#### WHAT YOU SHOULD DO:
Search the records for the line with "frame in this photo.". Output that line and each line after it, exactly, and stop at the end; omit pictures.

#### MATERIAL TO PROCESS:
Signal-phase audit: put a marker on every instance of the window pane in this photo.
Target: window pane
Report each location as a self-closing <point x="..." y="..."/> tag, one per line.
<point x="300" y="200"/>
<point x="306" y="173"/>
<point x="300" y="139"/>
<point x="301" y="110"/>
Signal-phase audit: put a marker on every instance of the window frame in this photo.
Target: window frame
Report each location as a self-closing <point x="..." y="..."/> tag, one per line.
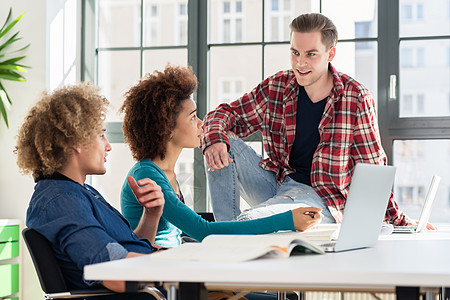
<point x="392" y="127"/>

#### RESULT OF THIS TASK:
Signal-phase audit: put a marker on every instance of the window frame in this photo.
Target: window frame
Report each location as a self-closing <point x="..." y="..."/> tag, one per line.
<point x="392" y="127"/>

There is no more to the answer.